* _QUOTED PASSAGE_:
****
This is your annual reminder that I am absolutely insane and keep track of fairly useless amounts of data about Missouri Football’s roster. And, instead of being a weird hoarder of this information, once a year I put it into an article for you to gaze upon, a fleeting moment to take a look at the makeup of this 2025 team. There’s lots of excitement about what the on-the-field product can be, yes, but aren’t you more excited about where they come from, the experience balance, and the blue-chip ratios?
I know I am!
I did this in 2020, 2021, 2022, 2023, and 2024 as well; you can click on any of those links to see what previous iterations looked like.
Let’s start with the roster breakdown. Here’s the overview:

Let me break it down into four subcategories here:
Blue-Chip Ratio
Per 247’s Bud Elliott, the blue-chip ratio tracks how well an individual team recruits over a four-year period. Teams who are able to consistently reel in recruiting classes of 4- and 5-star kids are able to field a team with enough athleticism to compete for national championships. It doesn’t mean the team is any good, mind you (think USC from last year, or Texas from any year other than last year), it just simply means their athletic ceiling is high enough that they could hold their own against elite teams. The cutoff point is 50%, meaning at least 43 of a team’s 85 scholarship players are 4/5-star guys coming out of high school.
****
* _MATERIAL PROVIDED_:

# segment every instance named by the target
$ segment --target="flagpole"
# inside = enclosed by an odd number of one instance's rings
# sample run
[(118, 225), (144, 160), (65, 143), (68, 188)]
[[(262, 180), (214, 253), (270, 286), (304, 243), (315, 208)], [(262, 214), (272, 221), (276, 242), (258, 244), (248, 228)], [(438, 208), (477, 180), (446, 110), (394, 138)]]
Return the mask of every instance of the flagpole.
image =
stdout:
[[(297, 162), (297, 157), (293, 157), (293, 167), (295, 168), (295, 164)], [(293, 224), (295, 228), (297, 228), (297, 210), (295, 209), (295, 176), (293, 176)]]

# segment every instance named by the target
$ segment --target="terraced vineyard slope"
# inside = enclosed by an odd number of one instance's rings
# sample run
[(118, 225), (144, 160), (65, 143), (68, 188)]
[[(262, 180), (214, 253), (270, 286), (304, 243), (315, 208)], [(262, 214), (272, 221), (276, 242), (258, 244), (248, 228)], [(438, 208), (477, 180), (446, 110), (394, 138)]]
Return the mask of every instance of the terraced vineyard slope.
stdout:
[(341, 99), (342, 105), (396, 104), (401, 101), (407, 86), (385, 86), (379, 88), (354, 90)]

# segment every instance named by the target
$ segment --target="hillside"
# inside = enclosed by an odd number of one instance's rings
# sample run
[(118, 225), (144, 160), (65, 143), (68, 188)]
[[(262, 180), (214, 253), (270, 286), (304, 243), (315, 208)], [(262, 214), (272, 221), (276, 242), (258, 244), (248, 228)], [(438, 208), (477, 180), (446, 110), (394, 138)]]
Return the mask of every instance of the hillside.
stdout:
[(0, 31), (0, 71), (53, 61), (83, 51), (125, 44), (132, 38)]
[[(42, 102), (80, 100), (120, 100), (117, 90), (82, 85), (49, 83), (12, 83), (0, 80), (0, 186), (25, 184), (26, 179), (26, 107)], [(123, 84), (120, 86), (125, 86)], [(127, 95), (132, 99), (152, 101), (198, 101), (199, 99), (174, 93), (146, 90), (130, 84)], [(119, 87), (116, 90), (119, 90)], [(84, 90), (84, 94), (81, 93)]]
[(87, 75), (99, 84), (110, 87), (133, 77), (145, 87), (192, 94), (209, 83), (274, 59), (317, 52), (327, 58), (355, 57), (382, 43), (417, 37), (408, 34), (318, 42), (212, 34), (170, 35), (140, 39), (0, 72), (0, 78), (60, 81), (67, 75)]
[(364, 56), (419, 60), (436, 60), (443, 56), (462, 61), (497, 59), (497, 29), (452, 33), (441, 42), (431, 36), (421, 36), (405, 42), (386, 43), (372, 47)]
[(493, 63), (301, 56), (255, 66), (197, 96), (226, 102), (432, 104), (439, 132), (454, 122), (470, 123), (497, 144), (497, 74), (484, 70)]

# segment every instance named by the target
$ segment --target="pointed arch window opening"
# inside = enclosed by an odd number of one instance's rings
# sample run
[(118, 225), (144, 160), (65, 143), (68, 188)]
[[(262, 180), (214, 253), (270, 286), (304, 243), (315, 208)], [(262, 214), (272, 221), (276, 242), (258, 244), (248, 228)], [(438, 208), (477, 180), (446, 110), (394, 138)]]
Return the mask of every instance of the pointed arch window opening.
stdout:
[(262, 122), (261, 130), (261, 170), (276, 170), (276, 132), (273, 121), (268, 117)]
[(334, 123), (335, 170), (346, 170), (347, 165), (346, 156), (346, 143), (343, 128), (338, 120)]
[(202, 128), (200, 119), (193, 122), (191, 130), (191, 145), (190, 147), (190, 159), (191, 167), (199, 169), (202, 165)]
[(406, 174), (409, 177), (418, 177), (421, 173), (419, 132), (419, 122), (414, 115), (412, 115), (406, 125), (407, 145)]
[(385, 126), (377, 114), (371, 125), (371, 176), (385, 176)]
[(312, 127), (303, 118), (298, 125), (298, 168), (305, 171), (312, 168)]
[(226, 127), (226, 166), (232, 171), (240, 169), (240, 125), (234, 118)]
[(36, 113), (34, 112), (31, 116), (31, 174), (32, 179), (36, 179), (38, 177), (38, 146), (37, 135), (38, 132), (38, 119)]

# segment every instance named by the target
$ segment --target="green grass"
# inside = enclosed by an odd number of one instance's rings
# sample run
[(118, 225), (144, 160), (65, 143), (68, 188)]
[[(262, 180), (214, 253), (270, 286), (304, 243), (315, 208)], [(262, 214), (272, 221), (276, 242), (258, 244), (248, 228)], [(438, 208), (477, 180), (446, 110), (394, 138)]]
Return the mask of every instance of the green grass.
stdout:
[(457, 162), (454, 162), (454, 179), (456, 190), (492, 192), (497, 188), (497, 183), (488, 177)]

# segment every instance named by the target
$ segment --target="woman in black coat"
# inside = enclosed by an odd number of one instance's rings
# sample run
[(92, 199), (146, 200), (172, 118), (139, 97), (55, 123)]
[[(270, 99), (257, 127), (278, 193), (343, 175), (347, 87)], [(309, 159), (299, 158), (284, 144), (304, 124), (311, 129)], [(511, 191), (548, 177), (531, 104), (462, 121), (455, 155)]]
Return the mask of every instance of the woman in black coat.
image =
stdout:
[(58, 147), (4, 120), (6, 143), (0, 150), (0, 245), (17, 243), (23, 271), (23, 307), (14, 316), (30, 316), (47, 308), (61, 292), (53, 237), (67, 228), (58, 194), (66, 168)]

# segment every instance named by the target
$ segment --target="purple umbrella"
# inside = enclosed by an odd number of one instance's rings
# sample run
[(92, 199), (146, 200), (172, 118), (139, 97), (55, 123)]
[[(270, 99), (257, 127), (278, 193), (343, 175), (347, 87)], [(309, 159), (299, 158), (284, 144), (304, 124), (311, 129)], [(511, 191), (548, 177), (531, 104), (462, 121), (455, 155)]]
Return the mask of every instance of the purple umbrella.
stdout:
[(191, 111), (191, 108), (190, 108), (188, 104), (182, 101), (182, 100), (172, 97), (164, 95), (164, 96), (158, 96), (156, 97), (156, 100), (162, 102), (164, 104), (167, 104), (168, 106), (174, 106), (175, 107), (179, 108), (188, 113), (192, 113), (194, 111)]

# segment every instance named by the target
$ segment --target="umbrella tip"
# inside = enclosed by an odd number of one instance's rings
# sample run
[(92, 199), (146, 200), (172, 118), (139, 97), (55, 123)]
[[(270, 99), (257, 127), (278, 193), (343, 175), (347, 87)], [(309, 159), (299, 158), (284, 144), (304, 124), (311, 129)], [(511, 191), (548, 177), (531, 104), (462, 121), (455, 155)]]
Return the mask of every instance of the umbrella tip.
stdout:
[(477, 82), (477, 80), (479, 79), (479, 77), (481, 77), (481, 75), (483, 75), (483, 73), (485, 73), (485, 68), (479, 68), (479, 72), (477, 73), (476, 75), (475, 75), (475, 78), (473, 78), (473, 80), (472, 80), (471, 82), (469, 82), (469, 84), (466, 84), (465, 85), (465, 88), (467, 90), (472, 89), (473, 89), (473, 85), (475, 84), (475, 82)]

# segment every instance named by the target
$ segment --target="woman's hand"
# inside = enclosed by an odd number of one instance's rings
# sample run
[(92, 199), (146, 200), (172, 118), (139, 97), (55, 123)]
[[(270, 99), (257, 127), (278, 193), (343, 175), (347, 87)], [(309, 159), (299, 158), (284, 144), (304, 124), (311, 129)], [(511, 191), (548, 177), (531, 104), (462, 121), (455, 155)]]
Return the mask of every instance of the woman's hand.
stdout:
****
* _PROBLEMS_:
1/ List the years in which the Missouri Football roster article says this roster breakdown was also done before.
2/ How many lines of the entries contain the word "mask"? Case counts. Reply with the number alone.

* _LIST OF SOLUTIONS_:
1/ 2020, 2021, 2022, 2023, 2024

2/ 9